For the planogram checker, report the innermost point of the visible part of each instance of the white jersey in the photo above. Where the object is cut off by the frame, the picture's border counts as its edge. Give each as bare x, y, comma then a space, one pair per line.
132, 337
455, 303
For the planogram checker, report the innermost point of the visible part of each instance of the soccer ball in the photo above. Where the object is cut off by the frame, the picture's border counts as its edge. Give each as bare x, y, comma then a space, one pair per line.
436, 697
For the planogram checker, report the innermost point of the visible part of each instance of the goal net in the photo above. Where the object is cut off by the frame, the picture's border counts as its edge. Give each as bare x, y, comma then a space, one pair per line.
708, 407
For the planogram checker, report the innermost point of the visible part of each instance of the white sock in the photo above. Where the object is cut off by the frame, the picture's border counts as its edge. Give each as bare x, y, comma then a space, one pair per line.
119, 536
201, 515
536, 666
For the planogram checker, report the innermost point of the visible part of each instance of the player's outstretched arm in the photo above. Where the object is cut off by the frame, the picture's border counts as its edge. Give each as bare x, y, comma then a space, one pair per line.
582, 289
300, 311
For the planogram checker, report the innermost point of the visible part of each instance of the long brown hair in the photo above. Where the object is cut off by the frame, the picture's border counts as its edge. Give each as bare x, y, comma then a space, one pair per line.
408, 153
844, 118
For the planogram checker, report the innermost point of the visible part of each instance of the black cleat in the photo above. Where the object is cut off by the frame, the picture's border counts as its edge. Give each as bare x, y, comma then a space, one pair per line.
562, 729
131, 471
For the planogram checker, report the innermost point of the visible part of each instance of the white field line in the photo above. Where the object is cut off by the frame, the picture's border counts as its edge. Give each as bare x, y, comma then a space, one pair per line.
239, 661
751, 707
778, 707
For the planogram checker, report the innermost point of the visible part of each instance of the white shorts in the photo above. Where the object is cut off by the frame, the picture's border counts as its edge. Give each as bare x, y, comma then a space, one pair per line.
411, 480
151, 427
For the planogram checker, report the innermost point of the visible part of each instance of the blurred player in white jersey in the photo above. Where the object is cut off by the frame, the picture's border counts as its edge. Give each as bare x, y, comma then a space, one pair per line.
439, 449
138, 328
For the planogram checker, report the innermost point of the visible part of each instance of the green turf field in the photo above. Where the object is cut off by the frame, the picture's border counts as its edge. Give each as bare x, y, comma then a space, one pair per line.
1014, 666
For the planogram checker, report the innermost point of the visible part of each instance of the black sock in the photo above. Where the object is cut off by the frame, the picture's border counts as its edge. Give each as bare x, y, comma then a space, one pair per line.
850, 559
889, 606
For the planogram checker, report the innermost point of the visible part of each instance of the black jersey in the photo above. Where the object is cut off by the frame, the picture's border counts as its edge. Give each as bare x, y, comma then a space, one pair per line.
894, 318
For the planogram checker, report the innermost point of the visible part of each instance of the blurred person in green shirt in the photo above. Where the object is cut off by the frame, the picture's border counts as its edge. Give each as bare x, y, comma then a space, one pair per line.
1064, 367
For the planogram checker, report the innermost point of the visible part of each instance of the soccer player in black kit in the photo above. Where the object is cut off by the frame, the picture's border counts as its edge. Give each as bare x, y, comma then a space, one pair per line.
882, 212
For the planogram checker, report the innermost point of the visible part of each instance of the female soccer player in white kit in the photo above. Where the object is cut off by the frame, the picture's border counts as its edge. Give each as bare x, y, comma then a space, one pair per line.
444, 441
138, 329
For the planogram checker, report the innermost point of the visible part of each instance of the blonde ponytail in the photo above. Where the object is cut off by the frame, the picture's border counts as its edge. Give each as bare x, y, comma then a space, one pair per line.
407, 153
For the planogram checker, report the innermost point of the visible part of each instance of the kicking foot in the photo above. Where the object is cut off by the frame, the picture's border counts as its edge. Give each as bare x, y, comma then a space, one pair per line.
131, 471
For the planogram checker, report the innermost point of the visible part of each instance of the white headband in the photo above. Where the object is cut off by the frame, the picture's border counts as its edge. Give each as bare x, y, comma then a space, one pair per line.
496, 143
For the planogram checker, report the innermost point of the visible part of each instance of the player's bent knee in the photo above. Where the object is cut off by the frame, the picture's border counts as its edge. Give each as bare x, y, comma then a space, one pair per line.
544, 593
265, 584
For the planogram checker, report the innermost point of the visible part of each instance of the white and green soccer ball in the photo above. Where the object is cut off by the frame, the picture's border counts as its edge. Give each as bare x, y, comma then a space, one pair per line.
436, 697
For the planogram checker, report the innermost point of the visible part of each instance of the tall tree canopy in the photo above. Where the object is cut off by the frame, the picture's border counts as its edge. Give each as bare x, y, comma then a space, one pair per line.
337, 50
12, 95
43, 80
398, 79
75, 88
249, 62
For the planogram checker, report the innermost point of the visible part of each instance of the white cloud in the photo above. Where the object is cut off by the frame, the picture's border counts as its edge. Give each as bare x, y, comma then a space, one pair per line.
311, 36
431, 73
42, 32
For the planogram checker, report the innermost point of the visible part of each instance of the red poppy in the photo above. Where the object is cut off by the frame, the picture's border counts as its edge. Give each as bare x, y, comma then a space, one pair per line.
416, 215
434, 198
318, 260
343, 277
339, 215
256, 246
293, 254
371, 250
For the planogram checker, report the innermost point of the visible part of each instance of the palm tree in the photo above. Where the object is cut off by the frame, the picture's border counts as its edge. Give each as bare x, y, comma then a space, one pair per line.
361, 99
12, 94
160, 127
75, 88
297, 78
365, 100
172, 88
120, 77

# Written request:
Reproduce the records above word for word, beginning with the line that contains "the player's bent" and continuing through the last line of the records.

# Task response:
For the planogram checker, report the innermost point of the visible part of each instance of the player's bent knee in the photo above. Where the object is cut off by the frame, the picture's border counts as its edge. Give each as bare x, y, comma then a space, one pair per line.
544, 593
265, 584
For the planogram checker, report the innermost point of the visible part of each instance of the white and green soccer ball in the photo above. Where the object is cut off by the frame, the picture's border counts as its edge. Give each as bare x, y, comma then a space, one pair per line.
436, 697
For the planogram checker, report the innermost point of the visible part of each instance of the tall tree canopy in the photo above. Where the object is cut off by the frame, the picture's border counts as its edge. Give each as bare x, y, comma then a space, one pair per line.
337, 50
12, 95
43, 80
398, 79
75, 88
249, 62
For the planogram checker, report the innermost point of the visible part of each instance of the white cloud in the photo above. Where the object is cut off by the frame, the picture's border counts as its edge. Give each as bare x, y, comma then a space, one pair per line.
311, 36
431, 73
42, 32
For the planogram checker, report the innermost point of the visible part of each instance of the red poppy in the photo above. Where the object is cut off by the frame, the picture's border counts as its edge. Give each as bare x, y, comma then a space, one pair per line.
416, 215
434, 198
318, 260
343, 277
339, 215
256, 246
293, 254
371, 250
For the planogram checker, report the innermost point of the visible part of each instance of the palm tree in the photo above. Where the object is cut off by the frame, the picture's border counts as its edge. Give each as bare x, y, comma then a space, one pair per line.
361, 99
12, 94
160, 127
75, 88
297, 78
365, 100
172, 88
120, 77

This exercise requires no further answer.